* _あなたの目標_: 提示文では、googleが買収したサービスとして何が挙げられていますか？

* _提示文_:
◇ ◇ ◇ ◇

2013/05/07

コンピュータが医療を創る・・・ためには、すべきことがある

以前、ブログでIBMが描くコンピュータによる医療の話を書いた(記事はこちら)。
以前のブログで紹介した論文検索結果イメージ(弊社作成イメージ)
今日・明日で医師の診断がコンピュータに置き換わることはないだろう。

ただ、情報が資源になり得る・・・という話も以前に書いた。(その記事はこちら
どのようにして情報を蓄積していくか。どのような目的で蓄積するか。この構想を大きな規模でかつ高いレベルで考えられる人材は非常に貴重な存在になるように思う。

これは有名な話だが、googleが買収したreCAPTCHAというサービスがある。下の画面のようなログインなり、入力画面を見た記憶が少なからずあるのではないだろうか。

◇ ◇ ◇ ◇

(保存済みの項目)

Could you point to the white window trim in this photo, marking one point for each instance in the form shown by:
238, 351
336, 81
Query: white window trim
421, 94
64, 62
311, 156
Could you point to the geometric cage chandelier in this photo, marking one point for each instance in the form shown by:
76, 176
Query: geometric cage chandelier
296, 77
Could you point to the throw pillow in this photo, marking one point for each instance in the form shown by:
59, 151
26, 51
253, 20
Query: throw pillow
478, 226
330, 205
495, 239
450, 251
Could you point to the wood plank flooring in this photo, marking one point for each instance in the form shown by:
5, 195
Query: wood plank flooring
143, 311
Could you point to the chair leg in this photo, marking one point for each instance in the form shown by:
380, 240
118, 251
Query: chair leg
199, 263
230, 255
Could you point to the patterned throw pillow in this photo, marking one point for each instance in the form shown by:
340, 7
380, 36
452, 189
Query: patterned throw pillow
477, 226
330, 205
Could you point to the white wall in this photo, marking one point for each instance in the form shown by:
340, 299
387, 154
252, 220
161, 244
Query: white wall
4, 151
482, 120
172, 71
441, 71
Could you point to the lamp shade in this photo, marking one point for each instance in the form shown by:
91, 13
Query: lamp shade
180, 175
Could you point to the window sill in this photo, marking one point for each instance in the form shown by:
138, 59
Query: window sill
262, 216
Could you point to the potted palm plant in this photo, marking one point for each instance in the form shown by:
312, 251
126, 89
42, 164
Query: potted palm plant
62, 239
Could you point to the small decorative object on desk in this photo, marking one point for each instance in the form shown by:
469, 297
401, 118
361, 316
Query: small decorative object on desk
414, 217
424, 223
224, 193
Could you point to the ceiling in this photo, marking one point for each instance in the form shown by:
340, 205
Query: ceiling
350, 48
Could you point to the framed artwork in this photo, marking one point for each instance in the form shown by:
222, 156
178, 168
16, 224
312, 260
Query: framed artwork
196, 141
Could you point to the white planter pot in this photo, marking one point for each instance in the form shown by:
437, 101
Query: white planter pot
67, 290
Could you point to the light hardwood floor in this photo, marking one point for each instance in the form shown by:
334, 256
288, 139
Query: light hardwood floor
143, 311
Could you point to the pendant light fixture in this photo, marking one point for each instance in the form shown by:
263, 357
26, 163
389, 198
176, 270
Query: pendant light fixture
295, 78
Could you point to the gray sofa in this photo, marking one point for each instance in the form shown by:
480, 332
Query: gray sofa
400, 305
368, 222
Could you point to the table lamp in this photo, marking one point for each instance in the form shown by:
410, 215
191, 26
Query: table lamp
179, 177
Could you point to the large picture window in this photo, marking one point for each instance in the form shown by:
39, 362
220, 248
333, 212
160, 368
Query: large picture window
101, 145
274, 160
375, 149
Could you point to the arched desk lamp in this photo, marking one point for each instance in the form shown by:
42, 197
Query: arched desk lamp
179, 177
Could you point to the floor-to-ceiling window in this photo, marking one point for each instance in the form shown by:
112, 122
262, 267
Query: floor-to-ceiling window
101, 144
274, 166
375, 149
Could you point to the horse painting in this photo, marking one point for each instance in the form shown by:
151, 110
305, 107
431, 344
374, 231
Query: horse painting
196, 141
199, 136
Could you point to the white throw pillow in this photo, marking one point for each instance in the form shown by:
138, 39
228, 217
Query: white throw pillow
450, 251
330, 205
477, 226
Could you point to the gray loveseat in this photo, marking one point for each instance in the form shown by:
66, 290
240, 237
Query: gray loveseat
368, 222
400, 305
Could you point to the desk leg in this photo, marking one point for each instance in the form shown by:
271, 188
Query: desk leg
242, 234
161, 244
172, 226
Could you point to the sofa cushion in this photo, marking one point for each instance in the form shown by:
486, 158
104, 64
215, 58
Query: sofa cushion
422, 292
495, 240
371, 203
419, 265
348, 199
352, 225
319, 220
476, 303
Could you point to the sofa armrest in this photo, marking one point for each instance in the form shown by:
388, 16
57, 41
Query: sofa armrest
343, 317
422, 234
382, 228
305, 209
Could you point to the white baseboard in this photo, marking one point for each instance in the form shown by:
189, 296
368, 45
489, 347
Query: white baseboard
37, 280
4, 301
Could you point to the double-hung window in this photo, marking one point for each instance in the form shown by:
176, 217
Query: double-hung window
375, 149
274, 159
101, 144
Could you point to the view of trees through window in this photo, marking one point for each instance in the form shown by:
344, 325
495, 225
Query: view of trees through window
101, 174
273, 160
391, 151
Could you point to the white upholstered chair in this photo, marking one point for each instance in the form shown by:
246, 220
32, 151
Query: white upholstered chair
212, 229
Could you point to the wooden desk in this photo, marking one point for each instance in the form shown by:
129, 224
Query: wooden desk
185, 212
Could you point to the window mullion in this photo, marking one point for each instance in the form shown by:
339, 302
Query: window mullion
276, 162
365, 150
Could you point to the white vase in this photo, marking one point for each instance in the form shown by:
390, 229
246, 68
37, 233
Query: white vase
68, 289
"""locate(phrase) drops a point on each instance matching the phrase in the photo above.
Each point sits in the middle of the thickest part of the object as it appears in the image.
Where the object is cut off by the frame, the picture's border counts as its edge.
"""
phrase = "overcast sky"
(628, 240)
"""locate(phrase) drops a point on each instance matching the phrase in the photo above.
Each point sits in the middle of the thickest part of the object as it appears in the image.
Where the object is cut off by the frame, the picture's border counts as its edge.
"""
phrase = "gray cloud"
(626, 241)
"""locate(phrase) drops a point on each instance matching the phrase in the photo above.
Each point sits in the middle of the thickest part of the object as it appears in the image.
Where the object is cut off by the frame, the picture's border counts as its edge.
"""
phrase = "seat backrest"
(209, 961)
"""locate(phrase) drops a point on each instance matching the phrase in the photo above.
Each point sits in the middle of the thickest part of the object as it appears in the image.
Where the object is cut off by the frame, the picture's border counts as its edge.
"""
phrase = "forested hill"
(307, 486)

◇ ◇ ◇ ◇

* _演習の結果_: reCAPTCHAというサービスです。